— BEGIN —

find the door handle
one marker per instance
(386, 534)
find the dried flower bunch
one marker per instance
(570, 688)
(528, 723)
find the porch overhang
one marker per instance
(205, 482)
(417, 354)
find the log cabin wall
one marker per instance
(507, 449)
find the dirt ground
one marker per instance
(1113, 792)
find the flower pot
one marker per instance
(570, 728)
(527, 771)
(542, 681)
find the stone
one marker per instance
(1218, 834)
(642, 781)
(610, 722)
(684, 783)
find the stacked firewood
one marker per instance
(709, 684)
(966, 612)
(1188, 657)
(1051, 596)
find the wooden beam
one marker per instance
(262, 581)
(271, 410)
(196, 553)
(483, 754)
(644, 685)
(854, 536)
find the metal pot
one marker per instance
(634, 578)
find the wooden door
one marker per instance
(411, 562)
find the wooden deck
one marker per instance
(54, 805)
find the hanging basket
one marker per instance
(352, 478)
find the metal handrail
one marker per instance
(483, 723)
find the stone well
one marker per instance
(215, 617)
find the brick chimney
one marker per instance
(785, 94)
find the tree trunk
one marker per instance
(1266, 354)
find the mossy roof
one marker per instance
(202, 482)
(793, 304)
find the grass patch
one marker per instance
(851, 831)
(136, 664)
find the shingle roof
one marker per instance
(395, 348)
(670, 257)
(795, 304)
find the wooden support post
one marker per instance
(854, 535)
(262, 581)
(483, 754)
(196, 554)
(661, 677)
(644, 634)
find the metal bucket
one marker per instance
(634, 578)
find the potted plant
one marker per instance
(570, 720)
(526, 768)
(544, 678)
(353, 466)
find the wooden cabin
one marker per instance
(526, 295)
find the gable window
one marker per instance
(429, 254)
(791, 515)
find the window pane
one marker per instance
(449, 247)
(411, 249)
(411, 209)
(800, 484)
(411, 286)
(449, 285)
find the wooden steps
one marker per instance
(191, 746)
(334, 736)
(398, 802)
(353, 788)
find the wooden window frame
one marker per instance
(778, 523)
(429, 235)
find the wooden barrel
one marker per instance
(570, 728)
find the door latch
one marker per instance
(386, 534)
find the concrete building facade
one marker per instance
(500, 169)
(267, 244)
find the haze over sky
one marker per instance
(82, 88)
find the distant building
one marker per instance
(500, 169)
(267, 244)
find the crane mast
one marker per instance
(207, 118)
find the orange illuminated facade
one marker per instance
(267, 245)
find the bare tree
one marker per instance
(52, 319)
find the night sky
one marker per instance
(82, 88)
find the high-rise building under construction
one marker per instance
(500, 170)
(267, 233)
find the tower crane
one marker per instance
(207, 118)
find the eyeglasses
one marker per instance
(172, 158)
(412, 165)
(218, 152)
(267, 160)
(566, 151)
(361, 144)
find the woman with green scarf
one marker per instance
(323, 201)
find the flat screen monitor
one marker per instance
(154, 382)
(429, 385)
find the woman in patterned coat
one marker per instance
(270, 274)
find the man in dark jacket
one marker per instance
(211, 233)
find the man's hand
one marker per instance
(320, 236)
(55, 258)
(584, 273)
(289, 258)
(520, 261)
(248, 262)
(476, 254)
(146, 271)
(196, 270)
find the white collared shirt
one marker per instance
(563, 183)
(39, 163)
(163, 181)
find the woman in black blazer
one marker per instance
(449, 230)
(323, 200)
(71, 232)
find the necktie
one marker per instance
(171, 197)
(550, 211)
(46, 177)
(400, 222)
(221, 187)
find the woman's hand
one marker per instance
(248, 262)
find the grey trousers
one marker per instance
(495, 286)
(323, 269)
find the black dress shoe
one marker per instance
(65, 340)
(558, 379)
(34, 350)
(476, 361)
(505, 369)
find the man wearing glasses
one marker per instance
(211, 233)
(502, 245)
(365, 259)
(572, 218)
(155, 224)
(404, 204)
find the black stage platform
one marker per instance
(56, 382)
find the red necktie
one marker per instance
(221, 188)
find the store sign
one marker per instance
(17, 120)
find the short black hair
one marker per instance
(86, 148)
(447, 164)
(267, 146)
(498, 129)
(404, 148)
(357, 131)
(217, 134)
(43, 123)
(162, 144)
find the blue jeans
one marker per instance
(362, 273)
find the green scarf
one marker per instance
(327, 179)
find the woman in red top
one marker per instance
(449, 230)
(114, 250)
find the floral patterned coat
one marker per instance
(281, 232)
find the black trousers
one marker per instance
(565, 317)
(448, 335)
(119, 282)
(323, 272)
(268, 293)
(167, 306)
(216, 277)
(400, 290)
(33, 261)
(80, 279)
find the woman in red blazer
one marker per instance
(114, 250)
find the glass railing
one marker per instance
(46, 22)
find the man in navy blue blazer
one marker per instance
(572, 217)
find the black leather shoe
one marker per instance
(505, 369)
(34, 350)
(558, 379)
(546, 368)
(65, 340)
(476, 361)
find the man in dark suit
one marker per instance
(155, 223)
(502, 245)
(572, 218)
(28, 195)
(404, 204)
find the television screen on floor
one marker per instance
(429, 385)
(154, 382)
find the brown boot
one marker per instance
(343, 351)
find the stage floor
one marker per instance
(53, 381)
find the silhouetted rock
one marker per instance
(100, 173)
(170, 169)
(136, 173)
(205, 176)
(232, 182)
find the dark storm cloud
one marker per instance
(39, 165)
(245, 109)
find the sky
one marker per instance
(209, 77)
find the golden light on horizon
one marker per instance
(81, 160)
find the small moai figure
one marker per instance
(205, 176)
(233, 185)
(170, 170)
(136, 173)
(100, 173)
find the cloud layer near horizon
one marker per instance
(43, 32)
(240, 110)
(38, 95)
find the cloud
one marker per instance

— END —
— BEGIN —

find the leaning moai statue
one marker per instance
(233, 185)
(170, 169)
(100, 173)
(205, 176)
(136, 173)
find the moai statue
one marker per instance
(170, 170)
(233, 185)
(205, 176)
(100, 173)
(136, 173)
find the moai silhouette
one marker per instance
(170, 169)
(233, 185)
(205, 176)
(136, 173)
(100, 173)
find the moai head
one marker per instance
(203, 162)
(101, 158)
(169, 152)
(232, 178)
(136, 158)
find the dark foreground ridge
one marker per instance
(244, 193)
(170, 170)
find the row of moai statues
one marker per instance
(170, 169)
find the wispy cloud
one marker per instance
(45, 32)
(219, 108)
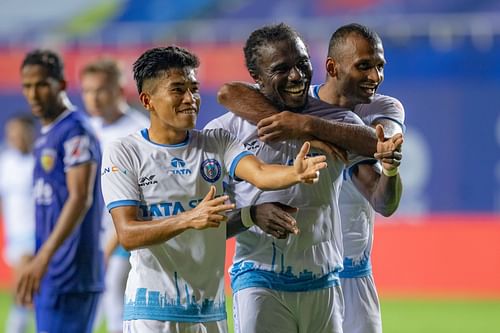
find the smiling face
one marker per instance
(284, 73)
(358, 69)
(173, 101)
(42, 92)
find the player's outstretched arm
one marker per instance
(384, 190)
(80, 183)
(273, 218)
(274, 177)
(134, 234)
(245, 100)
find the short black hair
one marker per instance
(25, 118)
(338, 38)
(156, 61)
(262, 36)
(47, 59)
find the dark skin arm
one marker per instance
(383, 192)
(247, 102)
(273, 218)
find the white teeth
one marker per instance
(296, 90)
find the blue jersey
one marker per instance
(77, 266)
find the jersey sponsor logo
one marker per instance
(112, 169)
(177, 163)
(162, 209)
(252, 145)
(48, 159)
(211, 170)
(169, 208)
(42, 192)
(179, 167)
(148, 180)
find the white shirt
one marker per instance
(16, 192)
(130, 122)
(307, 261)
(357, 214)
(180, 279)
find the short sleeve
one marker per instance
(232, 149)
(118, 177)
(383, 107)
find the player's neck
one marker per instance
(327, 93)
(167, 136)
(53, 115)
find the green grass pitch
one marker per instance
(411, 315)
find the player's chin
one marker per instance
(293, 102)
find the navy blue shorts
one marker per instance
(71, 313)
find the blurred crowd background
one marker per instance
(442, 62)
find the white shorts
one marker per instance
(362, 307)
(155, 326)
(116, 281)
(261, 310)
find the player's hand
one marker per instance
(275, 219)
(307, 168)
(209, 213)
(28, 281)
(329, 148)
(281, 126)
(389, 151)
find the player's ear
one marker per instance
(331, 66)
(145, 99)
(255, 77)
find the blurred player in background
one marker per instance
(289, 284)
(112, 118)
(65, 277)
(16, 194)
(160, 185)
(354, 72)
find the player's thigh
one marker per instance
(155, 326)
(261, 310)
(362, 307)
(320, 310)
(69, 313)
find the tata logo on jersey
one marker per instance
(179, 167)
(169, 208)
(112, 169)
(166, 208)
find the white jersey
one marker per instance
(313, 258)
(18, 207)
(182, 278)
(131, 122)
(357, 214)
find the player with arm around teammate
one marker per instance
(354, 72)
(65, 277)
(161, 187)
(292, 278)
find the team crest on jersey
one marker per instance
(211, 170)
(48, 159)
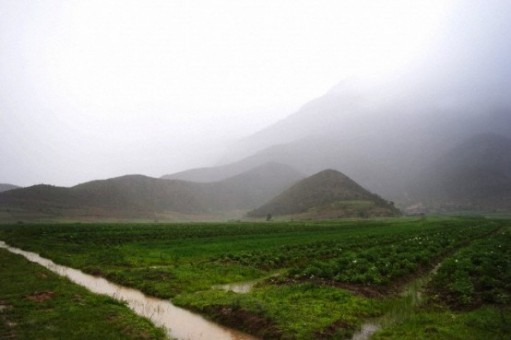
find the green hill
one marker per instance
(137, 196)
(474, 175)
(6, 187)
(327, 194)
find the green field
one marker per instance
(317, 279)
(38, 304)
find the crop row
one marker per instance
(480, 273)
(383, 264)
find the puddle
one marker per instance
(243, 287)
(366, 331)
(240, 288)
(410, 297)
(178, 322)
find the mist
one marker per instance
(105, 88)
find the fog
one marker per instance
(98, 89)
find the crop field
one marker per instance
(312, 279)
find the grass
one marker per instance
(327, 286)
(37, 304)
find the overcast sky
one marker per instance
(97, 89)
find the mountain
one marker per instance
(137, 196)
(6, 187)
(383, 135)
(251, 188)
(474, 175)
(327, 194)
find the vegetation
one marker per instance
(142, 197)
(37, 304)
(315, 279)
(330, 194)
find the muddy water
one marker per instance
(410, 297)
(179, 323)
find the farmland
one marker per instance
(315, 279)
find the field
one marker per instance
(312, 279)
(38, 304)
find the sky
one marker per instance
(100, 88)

— END —

REQUIRED TASK: Gather every row above that contains the string "roof" and copy each one in full.

RESULT:
find the mossy roof
find the shingle roof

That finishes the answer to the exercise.